— BEGIN Input —

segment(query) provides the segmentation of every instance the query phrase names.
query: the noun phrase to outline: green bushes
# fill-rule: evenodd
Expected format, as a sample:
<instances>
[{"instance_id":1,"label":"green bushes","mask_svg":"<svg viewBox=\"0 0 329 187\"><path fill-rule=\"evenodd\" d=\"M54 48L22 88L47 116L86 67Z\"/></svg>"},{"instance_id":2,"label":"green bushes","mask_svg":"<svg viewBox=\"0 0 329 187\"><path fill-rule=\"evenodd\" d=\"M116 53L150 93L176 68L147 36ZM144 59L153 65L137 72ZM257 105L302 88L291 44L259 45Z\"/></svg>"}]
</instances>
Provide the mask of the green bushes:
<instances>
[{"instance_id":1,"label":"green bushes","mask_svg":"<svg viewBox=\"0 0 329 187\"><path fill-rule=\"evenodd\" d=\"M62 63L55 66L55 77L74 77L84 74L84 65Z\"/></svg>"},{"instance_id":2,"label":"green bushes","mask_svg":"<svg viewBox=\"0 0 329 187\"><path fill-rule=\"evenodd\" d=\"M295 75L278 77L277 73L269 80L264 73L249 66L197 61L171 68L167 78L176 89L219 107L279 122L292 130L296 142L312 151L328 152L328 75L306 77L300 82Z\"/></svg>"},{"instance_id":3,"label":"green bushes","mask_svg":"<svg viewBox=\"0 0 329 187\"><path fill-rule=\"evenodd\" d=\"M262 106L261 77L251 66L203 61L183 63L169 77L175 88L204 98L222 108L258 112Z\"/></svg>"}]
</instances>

— END Input —

Directive: Reproduce the lines above word for word.

The response:
segment(query) provides the segmentation of every instance the query phrase names.
query: the noun phrase to outline: green bushes
# fill-rule: evenodd
Expected format, as a sample:
<instances>
[{"instance_id":1,"label":"green bushes","mask_svg":"<svg viewBox=\"0 0 329 187\"><path fill-rule=\"evenodd\" d=\"M54 48L22 88L47 116L86 67Z\"/></svg>"},{"instance_id":2,"label":"green bushes","mask_svg":"<svg viewBox=\"0 0 329 187\"><path fill-rule=\"evenodd\" d=\"M116 53L150 93L176 68L147 36ZM144 59L153 65L137 72ZM257 105L302 88L291 44L259 45Z\"/></svg>"}]
</instances>
Provide the mask of the green bushes:
<instances>
[{"instance_id":1,"label":"green bushes","mask_svg":"<svg viewBox=\"0 0 329 187\"><path fill-rule=\"evenodd\" d=\"M62 63L55 66L55 77L74 77L84 74L84 65Z\"/></svg>"},{"instance_id":2,"label":"green bushes","mask_svg":"<svg viewBox=\"0 0 329 187\"><path fill-rule=\"evenodd\" d=\"M295 75L278 77L277 73L269 80L264 73L249 66L197 61L171 68L167 78L176 89L219 107L279 122L292 130L296 142L312 151L328 152L328 75L306 77L300 82Z\"/></svg>"},{"instance_id":3,"label":"green bushes","mask_svg":"<svg viewBox=\"0 0 329 187\"><path fill-rule=\"evenodd\" d=\"M262 106L261 77L251 66L203 61L183 63L169 77L175 88L204 98L222 108L258 112Z\"/></svg>"}]
</instances>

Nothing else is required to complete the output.